[Stored data entries]
+ + +

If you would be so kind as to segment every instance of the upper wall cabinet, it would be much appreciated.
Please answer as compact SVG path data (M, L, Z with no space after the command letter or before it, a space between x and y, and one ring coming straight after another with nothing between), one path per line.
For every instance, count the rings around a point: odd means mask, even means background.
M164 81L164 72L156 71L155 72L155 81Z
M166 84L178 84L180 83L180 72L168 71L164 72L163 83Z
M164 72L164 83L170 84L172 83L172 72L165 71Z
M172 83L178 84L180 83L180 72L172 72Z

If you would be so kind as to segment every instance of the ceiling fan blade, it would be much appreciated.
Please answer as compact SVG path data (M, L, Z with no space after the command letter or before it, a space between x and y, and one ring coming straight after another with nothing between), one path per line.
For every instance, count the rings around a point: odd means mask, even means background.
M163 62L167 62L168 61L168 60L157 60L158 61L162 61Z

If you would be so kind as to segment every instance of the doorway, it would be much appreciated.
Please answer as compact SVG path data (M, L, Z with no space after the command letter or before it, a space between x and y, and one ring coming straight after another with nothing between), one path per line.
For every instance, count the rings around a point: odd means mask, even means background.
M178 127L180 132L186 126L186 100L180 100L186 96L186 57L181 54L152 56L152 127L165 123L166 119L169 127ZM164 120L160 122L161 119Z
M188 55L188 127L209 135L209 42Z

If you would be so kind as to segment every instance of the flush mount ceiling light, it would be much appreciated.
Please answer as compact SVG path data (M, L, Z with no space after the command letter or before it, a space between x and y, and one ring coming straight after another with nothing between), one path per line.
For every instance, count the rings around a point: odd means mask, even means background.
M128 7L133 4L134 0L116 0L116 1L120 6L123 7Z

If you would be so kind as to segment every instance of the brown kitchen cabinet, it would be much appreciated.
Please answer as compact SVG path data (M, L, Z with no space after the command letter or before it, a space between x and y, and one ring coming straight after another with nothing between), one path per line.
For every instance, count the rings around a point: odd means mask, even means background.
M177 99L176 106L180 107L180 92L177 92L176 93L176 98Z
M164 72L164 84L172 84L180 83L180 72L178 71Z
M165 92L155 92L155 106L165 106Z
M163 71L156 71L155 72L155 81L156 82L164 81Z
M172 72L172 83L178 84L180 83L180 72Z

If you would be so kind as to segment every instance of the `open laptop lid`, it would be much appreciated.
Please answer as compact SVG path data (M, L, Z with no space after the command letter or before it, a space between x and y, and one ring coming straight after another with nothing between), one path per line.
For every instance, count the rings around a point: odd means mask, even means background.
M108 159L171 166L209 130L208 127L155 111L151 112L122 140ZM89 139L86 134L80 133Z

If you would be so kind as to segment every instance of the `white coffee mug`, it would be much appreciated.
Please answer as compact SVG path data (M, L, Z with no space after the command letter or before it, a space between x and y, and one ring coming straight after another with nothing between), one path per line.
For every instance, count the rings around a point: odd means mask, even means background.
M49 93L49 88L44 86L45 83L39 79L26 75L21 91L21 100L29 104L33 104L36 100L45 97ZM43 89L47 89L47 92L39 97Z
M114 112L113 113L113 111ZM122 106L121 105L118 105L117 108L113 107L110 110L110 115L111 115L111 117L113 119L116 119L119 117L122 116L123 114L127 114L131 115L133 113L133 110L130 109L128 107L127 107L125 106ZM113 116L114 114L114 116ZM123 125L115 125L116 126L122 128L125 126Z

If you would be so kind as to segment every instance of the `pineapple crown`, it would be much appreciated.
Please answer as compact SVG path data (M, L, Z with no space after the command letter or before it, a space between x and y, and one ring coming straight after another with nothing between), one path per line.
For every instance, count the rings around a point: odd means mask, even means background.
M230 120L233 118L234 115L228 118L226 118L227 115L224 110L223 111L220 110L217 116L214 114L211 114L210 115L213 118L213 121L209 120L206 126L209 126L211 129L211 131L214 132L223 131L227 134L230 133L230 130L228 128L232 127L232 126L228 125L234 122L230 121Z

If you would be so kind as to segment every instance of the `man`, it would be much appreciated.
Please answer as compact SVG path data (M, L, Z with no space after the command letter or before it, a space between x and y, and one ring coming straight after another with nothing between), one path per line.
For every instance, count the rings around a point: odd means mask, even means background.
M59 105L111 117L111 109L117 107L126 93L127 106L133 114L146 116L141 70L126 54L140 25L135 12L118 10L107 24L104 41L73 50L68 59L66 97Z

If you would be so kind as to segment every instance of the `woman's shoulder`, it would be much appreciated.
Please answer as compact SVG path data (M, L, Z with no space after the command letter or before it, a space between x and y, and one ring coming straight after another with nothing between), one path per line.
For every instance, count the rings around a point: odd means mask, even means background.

+ + +

AIM OF THE EXERCISE —
Everything in the listing above should be restated exactly.

WRITTEN SOLUTION —
If you would be so kind as to segment every instance of the upper wall cabinet, it would be much appreciated.
Please answer as compact SVG path data (M, L, Z with no space after the command letter or before it, a space between x and y, and one ring coming straight after another with nothing between), one path per line.
For every instance, count the rings around a point: odd means mask, even means background.
M164 81L164 72L156 71L155 72L155 81Z
M166 84L178 84L180 83L180 72L168 71L164 72L163 83Z
M164 72L164 83L170 84L172 83L172 72L165 71Z
M172 83L178 84L180 83L180 72L172 72Z

If you would be so kind as to segment every instance of the ceiling fan blade, it would be much appreciated.
Please answer as compact SVG path data (M, L, Z with no space after the command letter or before it, a space between x and y, and one ring coming straight after another with nothing between), one path per line.
For every instance, count the rings around a point: odd means mask, even means background.
M163 62L167 62L168 61L168 60L157 60L158 61L162 61Z

If you would be so kind as to segment every instance of the doorway, it would be much appreciated.
Please answer as compact SVG path data (M, L, Z with no space after the command letter or before it, a space between x and y, and one ring coming straight after another with nothing between), one path per line.
For every instance, count the rings around a point: odd means mask, even means background.
M178 127L180 132L186 126L186 100L180 100L186 96L186 57L181 54L152 56L152 127L165 123L166 119L169 127ZM164 120L160 122L161 119Z
M188 55L188 127L209 135L209 42Z

If you would be so kind as to segment every instance of the flush mount ceiling light, it would be much appreciated.
Please answer as compact SVG path data (M, L, Z with no space after the command letter or before it, a space between x and y, and one ring coming straight after another with nothing between), one path per line.
For every instance, count the rings around a point: odd means mask, even means background.
M128 7L133 4L134 0L116 0L116 1L120 6L123 7Z

If you would be so kind as to segment every instance of the brown kitchen cabinet, it would be much appreciated.
Please answer as compact SVG path data (M, L, Z with no space after the command letter or before it, a space between x and y, and one ring coming straight after another with nothing between), one path per line.
For every instance, count the rings around a point: odd means mask, even means background.
M177 99L176 106L180 107L180 92L177 92L176 93L176 98Z
M164 72L164 84L172 84L180 83L180 72L178 71Z
M165 92L155 92L155 106L165 106Z
M163 71L156 71L155 72L155 81L156 82L164 81Z
M172 72L172 83L178 84L180 83L180 72Z

If you would be so kind as to segment every instance of the `open laptop lid`, it would be much appreciated.
Please answer as compact SVG path data (M, L, Z with no space after the command letter or before it, a space between x and y, and one ring coming straight after another with nothing between), one path per line.
For every instance, count the rings around a point: odd means mask, even means background.
M108 159L171 166L209 130L208 127L155 111L151 112L122 140ZM89 139L86 134L80 133Z

If you would be so kind as to segment every instance of the `white coffee mug`, it would be much appreciated.
Please answer as compact SVG path data (M, L, Z with no space after the command letter or before it, a space between x and y, and one ring coming straight after another with nothing between), one path per line.
For every instance, count the rings around a point: odd means mask, even means background.
M49 93L49 88L44 86L45 83L39 79L26 75L21 91L21 100L29 104L33 104L36 100L45 97ZM43 89L47 89L47 92L39 97Z
M114 112L113 113L113 111ZM122 106L121 105L118 105L117 108L113 107L110 110L110 115L111 115L111 117L113 119L116 119L119 117L122 116L123 114L127 114L131 115L133 113L133 110L130 109L128 107L127 107L125 106ZM113 116L114 114L114 116ZM123 125L115 125L116 126L122 128L125 126Z

If you would be so kind as to segment every instance of the `pineapple crown`, it would be much appreciated.
Please answer as compact SVG path data (M, L, Z with no space after the command letter or before it, a space between x and y, and one ring coming straight after another with nothing between), one path per line.
For every instance, count the rings around a point: odd means mask, even means background.
M230 120L233 118L234 115L228 118L226 118L227 115L224 110L223 111L220 110L217 116L214 114L211 114L210 115L213 118L213 121L209 120L206 126L209 126L211 129L211 131L214 132L223 131L227 134L230 133L230 130L228 128L232 127L232 126L228 125L234 122L230 121Z

If you would be so kind as to segment every instance of the `man`, it would be much appreciated.
Please answer as compact SVG path data (M, L, Z with no space after the command letter or before it, a space between x and y, and one ring coming straight after another with nothing between), one path per line.
For every instance, count the rings around a point: odd means mask, even means background.
M59 105L111 117L111 109L117 107L126 93L127 106L133 114L146 116L141 70L126 54L140 25L135 12L118 10L107 24L104 41L73 50L68 59L66 97Z

If you would be so kind as to segment every instance of the `woman's shoulder`, it would be much appreciated.
Please answer as compact SVG path data (M, L, Z with no space after the command letter or before it, a space between x and y, and one ring coming straight after another with nothing between), one path per line.
For every instance, count the rings around a point: odd means mask, even means background.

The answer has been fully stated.